Your instructions: Reproduce every line of the items below verbatim.

Material provided:

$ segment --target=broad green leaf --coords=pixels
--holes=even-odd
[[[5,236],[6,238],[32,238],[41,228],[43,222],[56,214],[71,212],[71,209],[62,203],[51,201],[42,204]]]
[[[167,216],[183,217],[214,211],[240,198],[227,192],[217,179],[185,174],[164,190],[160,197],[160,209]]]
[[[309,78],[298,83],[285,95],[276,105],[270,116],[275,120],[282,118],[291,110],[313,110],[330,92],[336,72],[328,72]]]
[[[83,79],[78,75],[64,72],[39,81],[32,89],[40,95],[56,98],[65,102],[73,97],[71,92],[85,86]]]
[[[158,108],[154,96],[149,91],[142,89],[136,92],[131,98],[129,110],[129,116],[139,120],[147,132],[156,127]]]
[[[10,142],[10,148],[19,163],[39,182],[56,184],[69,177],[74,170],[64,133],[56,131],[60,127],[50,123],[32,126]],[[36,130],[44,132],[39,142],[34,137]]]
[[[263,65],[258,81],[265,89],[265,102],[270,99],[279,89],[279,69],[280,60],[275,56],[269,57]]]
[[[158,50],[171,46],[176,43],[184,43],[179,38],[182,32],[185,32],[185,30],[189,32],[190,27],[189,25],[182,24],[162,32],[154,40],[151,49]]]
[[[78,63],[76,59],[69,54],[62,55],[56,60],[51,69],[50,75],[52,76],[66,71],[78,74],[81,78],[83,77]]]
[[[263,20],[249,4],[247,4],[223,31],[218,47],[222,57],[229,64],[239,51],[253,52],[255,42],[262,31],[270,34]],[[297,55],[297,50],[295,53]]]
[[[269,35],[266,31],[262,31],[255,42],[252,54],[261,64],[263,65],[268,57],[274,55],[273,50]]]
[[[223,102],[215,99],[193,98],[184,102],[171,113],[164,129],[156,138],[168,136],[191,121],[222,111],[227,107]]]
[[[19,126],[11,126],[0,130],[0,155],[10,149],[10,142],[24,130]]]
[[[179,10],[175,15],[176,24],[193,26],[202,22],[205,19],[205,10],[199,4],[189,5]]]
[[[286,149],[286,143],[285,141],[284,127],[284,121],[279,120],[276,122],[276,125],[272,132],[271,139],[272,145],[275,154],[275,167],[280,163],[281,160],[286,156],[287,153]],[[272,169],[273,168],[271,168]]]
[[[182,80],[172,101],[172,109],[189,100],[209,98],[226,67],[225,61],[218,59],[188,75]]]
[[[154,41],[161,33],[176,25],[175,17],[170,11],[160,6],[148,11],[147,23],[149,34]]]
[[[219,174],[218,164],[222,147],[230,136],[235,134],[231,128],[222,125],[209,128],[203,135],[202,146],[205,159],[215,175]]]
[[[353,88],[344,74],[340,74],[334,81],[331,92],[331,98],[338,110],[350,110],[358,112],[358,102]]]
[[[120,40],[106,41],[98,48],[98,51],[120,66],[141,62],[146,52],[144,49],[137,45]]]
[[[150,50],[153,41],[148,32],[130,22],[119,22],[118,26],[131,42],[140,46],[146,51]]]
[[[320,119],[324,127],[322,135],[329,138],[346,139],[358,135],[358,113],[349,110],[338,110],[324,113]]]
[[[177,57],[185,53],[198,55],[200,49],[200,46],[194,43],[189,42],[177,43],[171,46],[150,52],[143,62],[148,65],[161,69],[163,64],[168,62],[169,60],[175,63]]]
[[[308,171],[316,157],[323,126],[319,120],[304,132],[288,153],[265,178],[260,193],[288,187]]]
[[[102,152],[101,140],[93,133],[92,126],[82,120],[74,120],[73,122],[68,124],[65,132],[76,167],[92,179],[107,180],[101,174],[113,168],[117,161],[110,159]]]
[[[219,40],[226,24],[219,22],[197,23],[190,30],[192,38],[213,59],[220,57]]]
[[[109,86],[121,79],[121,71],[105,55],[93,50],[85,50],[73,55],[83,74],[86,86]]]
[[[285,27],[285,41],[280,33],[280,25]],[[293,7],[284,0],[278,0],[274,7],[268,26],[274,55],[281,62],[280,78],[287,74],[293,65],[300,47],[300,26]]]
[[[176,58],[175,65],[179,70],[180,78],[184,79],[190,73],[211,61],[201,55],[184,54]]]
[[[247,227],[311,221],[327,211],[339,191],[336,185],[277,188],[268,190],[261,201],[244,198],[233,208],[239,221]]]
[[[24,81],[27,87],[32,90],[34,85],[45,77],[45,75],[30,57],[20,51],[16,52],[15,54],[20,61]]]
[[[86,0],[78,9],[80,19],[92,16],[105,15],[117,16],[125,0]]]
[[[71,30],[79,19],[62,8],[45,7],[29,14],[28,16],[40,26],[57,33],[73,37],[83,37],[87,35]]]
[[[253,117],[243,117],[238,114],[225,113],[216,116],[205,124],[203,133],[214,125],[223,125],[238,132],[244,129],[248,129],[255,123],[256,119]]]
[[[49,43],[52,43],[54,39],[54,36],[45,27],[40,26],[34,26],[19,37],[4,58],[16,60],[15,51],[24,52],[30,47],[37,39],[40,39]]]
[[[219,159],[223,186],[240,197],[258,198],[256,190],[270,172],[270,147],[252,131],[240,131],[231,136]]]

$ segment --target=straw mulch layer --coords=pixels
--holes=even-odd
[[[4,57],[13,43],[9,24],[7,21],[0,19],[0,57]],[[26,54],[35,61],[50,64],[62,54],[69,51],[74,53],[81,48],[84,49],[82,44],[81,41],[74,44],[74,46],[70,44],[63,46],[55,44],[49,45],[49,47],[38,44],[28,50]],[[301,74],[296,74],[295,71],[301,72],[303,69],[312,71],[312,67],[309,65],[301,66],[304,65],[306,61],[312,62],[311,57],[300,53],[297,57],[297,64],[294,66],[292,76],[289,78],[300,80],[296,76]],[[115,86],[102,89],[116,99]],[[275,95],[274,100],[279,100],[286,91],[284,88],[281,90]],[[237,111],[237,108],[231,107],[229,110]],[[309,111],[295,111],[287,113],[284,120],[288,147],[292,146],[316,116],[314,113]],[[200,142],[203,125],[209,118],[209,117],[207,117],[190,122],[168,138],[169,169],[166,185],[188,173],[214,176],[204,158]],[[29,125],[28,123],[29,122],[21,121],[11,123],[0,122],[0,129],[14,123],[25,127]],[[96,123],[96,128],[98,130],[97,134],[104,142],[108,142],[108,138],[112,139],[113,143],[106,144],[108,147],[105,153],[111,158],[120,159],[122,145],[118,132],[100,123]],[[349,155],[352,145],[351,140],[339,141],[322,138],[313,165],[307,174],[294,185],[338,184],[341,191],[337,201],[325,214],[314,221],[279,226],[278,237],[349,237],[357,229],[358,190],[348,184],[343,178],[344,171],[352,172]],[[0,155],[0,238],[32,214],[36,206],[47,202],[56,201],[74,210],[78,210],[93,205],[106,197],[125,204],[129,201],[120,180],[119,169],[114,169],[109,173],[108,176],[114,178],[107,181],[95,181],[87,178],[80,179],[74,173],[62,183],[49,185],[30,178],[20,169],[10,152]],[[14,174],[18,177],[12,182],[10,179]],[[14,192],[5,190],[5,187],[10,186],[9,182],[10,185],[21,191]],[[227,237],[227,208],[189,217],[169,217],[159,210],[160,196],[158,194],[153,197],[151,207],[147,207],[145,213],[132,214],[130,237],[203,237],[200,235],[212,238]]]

Response to this exercise:
$ segment --target=broad green leaf --coords=pixels
--holes=even-odd
[[[5,236],[6,238],[32,238],[41,228],[43,222],[56,214],[71,212],[71,209],[62,203],[51,201],[42,204]]]
[[[167,216],[183,217],[214,211],[240,198],[227,192],[217,179],[185,174],[164,190],[160,197],[160,209]]]
[[[309,78],[298,83],[285,95],[276,105],[270,116],[275,120],[282,118],[291,110],[313,110],[330,92],[336,72],[328,72]]]
[[[83,79],[78,75],[64,72],[39,81],[32,89],[40,95],[56,98],[65,102],[73,97],[71,92],[85,86]]]
[[[158,108],[154,96],[149,91],[142,89],[136,92],[131,98],[129,110],[129,116],[139,120],[147,132],[156,127]]]
[[[10,142],[10,148],[19,163],[39,182],[56,184],[69,177],[74,170],[64,133],[56,131],[60,127],[50,123],[32,126]],[[36,130],[44,132],[39,142],[34,137]]]
[[[263,65],[258,81],[265,89],[265,102],[270,99],[279,89],[279,69],[280,60],[275,56],[269,57]]]
[[[158,50],[171,46],[176,43],[184,43],[179,38],[182,32],[185,32],[185,30],[189,32],[190,27],[189,25],[182,24],[162,32],[154,40],[151,49]]]
[[[78,63],[76,59],[69,54],[62,55],[56,60],[51,69],[50,75],[52,76],[66,71],[78,74],[81,78],[83,77]]]
[[[263,20],[249,4],[247,4],[223,31],[218,47],[222,57],[229,64],[239,51],[253,52],[255,42],[262,31],[270,34]],[[297,55],[297,50],[295,53]]]
[[[269,35],[266,31],[262,31],[255,42],[252,54],[261,64],[263,65],[268,57],[274,55],[273,50]]]
[[[223,102],[215,99],[193,98],[184,102],[171,113],[164,129],[156,138],[168,136],[191,121],[222,111],[227,107]]]
[[[19,126],[11,126],[0,130],[0,155],[10,149],[10,142],[24,130]]]
[[[179,10],[175,15],[176,24],[193,26],[202,22],[205,19],[205,10],[199,4],[189,5]]]
[[[286,149],[286,143],[285,141],[284,127],[284,121],[279,120],[276,122],[276,125],[272,132],[271,139],[272,145],[275,154],[275,167],[280,163],[281,160],[286,156],[287,153]],[[272,169],[273,168],[271,168]]]
[[[182,80],[172,101],[172,109],[189,100],[209,98],[226,67],[225,61],[218,59],[188,75]]]
[[[154,41],[161,33],[176,25],[175,17],[170,11],[160,6],[148,11],[147,23],[149,34]]]
[[[219,174],[218,164],[222,147],[230,136],[235,134],[231,128],[222,125],[209,128],[203,135],[202,146],[205,159],[215,175]]]
[[[353,88],[344,74],[340,74],[334,81],[331,92],[331,98],[338,110],[350,110],[358,112],[358,102]]]
[[[120,40],[106,41],[98,48],[98,51],[120,66],[141,62],[146,52],[144,49],[137,45]]]
[[[150,50],[153,41],[148,32],[130,22],[119,22],[118,26],[131,42],[140,46],[146,51]]]
[[[320,119],[324,127],[322,135],[329,138],[346,139],[358,135],[358,113],[349,110],[338,110],[324,113]]]
[[[177,57],[185,53],[198,55],[200,49],[200,46],[194,43],[189,42],[177,43],[171,46],[150,52],[143,62],[148,65],[161,69],[163,64],[168,62],[169,60],[175,63]]]
[[[308,171],[316,157],[323,126],[319,120],[304,132],[288,153],[265,178],[260,193],[288,187]]]
[[[102,152],[101,140],[93,133],[92,126],[82,120],[74,120],[73,122],[68,124],[65,132],[76,167],[92,179],[107,180],[101,174],[113,168],[117,161],[110,159]]]
[[[219,40],[226,24],[219,22],[197,23],[190,30],[192,38],[213,59],[220,57]]]
[[[109,86],[121,79],[121,71],[105,55],[93,50],[85,50],[73,55],[83,74],[86,86]]]
[[[285,27],[285,41],[280,33],[280,25]],[[293,7],[284,0],[278,0],[274,7],[268,26],[274,55],[281,62],[280,78],[287,74],[293,65],[300,47],[300,26]]]
[[[176,58],[175,65],[179,70],[180,78],[184,79],[190,73],[211,61],[201,55],[184,54]]]
[[[247,227],[311,221],[327,211],[339,191],[336,185],[277,188],[268,190],[261,201],[244,198],[233,208],[239,221]]]
[[[24,81],[27,87],[32,90],[34,85],[45,77],[45,75],[30,57],[20,51],[16,52],[15,54],[20,61]]]
[[[86,0],[78,9],[80,19],[92,16],[105,15],[117,16],[125,0]]]
[[[71,30],[79,19],[62,8],[45,7],[29,14],[28,16],[40,26],[57,33],[73,37],[83,37],[87,35]]]
[[[253,117],[243,117],[238,114],[225,113],[216,116],[205,124],[203,133],[214,125],[223,125],[238,132],[244,129],[248,129],[255,123],[256,119]]]
[[[49,43],[52,43],[54,39],[54,36],[45,27],[40,26],[34,26],[19,37],[4,58],[16,60],[15,51],[24,52],[30,47],[37,39],[40,39]]]
[[[219,159],[223,186],[240,197],[258,198],[256,190],[270,172],[270,147],[252,131],[240,131],[231,136]]]

$ segment --target=straw mulch layer --coords=pixels
--holes=even-odd
[[[4,57],[13,43],[9,24],[7,21],[0,19],[0,57]],[[26,54],[35,61],[50,64],[62,54],[69,51],[74,53],[81,48],[84,49],[82,44],[81,41],[74,44],[74,46],[70,44],[63,46],[55,44],[49,45],[49,47],[38,44],[28,50]],[[301,74],[296,74],[295,71],[301,72],[303,69],[312,71],[312,67],[309,65],[301,66],[304,65],[306,61],[312,62],[311,57],[300,53],[297,57],[297,64],[294,66],[292,76],[289,78],[300,80],[296,76]],[[115,86],[102,89],[116,99]],[[275,95],[274,100],[279,100],[286,91],[284,88],[281,90]],[[237,111],[237,108],[231,107],[229,110]],[[309,111],[295,111],[287,113],[284,120],[288,147],[292,146],[316,116],[314,113]],[[200,142],[203,125],[209,118],[209,117],[207,117],[190,122],[168,138],[169,169],[166,185],[188,173],[214,176],[204,158]],[[29,125],[28,123],[29,122],[21,121],[11,123],[0,122],[0,129],[14,123],[25,127]],[[96,123],[96,128],[98,130],[97,134],[104,142],[108,142],[108,138],[112,139],[113,143],[106,144],[108,147],[105,153],[111,158],[120,159],[122,145],[118,132],[100,123]],[[349,155],[352,145],[351,140],[339,141],[322,138],[313,165],[307,174],[294,185],[338,184],[341,191],[337,201],[325,214],[314,221],[279,226],[278,237],[349,237],[357,229],[358,190],[348,184],[343,178],[344,171],[352,172]],[[0,155],[0,238],[32,214],[36,206],[47,202],[56,201],[74,210],[78,210],[93,205],[106,197],[125,204],[129,201],[120,180],[119,169],[114,169],[109,173],[108,176],[114,178],[107,181],[95,181],[87,178],[80,179],[74,173],[62,183],[49,185],[30,178],[20,169],[10,152]],[[14,174],[18,177],[12,182],[10,179]],[[14,192],[5,190],[5,187],[10,186],[9,182],[10,185],[21,191]],[[227,237],[227,208],[189,217],[169,217],[159,210],[160,196],[158,194],[153,197],[151,207],[147,207],[145,213],[132,214],[130,237],[203,237],[200,235],[212,238]]]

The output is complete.